Extend the passage on color theory with the next part, starting after its final sentence about computers and televisions.

Text provided>
··········

Sir Isaac Newton developed the first circular diagram of colors in 1666.

- In 1670-72, he investigated the refraction of light. Demonstrating that a prism could decompose white light into a spectrum of colours, and, that a lens and a second prism could recompose the multi coloured light back into white light.

Additive Colour
Additive colour is colour created by mixing together two or more different colours. It is a result of the way the eye detects colour and is not property of light. Additive colour systems start with darkness.
James Clerk Maxwell discovered additive colour mixing.
Red, green and blue are the additive primary colours normally used in the additive colour system.
Combining two of the standard three primary colours in exact equal proportions creates an additive secondary colour – Cyan, magenta or yellow.
Additive colour can be found in the overlapping projected coloured lights used in theatrical lighting for plays, concerts and nightclubs etc. Computers and televisions are the most common example of displaying additive colour.

··········

Data shown>
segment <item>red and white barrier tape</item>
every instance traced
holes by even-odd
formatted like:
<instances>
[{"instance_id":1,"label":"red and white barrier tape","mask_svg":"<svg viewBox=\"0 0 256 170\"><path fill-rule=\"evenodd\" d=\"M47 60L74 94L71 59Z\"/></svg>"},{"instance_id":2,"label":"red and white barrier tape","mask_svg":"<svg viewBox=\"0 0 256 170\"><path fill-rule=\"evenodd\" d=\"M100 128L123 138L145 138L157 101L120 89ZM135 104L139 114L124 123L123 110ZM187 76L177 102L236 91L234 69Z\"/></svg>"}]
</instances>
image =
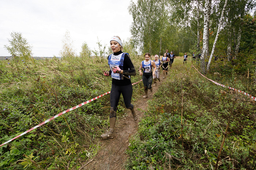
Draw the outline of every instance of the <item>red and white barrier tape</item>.
<instances>
[{"instance_id":1,"label":"red and white barrier tape","mask_svg":"<svg viewBox=\"0 0 256 170\"><path fill-rule=\"evenodd\" d=\"M191 66L192 66L192 67L193 67L194 68L195 68L195 69L196 70L196 71L197 71L197 72L198 72L198 73L199 73L200 74L201 74L203 77L205 77L206 78L207 78L207 79L208 79L208 80L210 80L210 81L212 82L214 82L214 83L215 84L217 84L217 85L219 85L219 86L222 86L222 87L225 87L225 88L228 88L229 89L232 89L232 90L234 90L234 91L236 91L237 92L239 92L239 93L242 93L242 94L244 94L244 95L245 95L247 96L248 96L248 97L250 97L250 98L252 98L252 99L253 99L254 100L255 100L255 101L256 101L256 98L255 97L253 97L253 96L252 96L251 95L247 93L245 93L245 92L243 92L242 91L240 90L237 90L237 89L235 89L234 88L232 88L232 87L229 87L229 86L225 86L225 85L223 85L223 84L221 84L220 83L218 83L218 82L216 82L216 81L214 81L212 80L211 80L211 79L209 79L209 78L207 78L207 77L205 77L204 76L204 75L203 75L203 74L202 74L201 73L200 73L200 72L199 72L199 71L198 71L198 70L197 70L197 69L196 69L196 68L195 67L195 66L194 66L193 65L191 65Z\"/></svg>"},{"instance_id":2,"label":"red and white barrier tape","mask_svg":"<svg viewBox=\"0 0 256 170\"><path fill-rule=\"evenodd\" d=\"M140 81L142 81L142 80L140 80L140 81L138 81L138 82L136 82L136 83L133 83L133 84L132 84L132 85L134 85L134 84L137 84L137 83L139 83L139 82L140 82ZM59 117L60 116L61 116L61 115L63 115L63 114L64 114L64 113L66 113L68 112L69 112L69 111L72 111L72 110L74 110L74 109L76 109L76 108L78 108L79 107L81 107L81 106L82 106L83 105L84 105L86 104L87 104L87 103L89 103L91 102L91 101L94 101L94 100L96 100L96 99L97 99L99 98L99 97L102 97L103 96L105 96L105 95L106 94L109 94L109 93L110 93L110 91L109 91L109 92L106 92L106 93L104 93L104 94L101 94L101 95L99 95L99 96L98 96L96 97L94 97L94 98L92 98L91 99L89 100L88 100L88 101L86 101L85 102L84 102L84 103L81 103L81 104L79 104L79 105L77 105L77 106L75 106L75 107L72 107L72 108L70 108L70 109L67 109L67 110L66 110L65 111L64 111L64 112L61 112L61 113L59 113L58 115L56 115L52 117L51 117L49 119L47 119L47 120L45 120L45 121L44 121L43 122L42 122L41 123L40 123L40 124L38 124L38 125L37 125L36 126L35 126L34 127L33 127L31 128L31 129L29 129L29 130L27 130L27 131L26 131L26 132L23 132L22 133L22 134L21 134L19 135L18 135L17 136L16 136L16 137L15 137L15 138L13 138L12 139L11 139L11 140L8 140L8 141L7 141L7 142L5 142L4 143L1 144L1 145L0 145L0 147L1 147L1 146L3 146L3 145L5 145L5 144L7 144L8 143L9 143L10 142L11 142L11 141L12 141L12 140L14 140L15 139L18 138L19 138L19 137L21 136L22 136L24 135L25 135L25 134L26 134L27 133L27 132L30 132L30 131L34 130L34 129L36 129L36 128L37 128L38 127L39 127L41 126L42 125L43 125L43 124L45 124L45 123L48 123L48 122L49 122L49 121L50 121L51 120L53 120L53 119L55 119L56 118Z\"/></svg>"}]
</instances>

··········

Written answer>
In the additive colour system, the colour triangle with a primary colour at each end displays all the possible combinations and luminosities of each primary colour.

Subtractive Colour

Subtractive colour is mixing a limited set of dye, ink, paint, pigment or natural colourants to create a wider range of colours.
Subtractive colour systems start with light, presumably white light. Coloured inks, paints or filters between the viewer and the light source or reflective surface, subtract wavelengths from the light, giving it colour. If the light is other than white, our visual mechanisms are able to compensate well, but not perfectly, often giving a flawed impression of the "true" colour of the surface.
The RYB colour wheel is the standard set of subtractive primary colours used for mixing pigment. Red, yellow, and blue are the primary colors of the standard colour wheel. The secondary colours, violet, orange and green make up another triad, formed by mixing equal amounts of red and blue, red and yellow and blue and yellow.
In colour printing, we use the CMY/CMYK (K = Black) process. CMY stands for cyan, magenta and yellow. Cyan is the complement of red, magenta is the complement of green and yellow the complement of blue. Combinations of the three colours can produce a wide range of colours with good saturation.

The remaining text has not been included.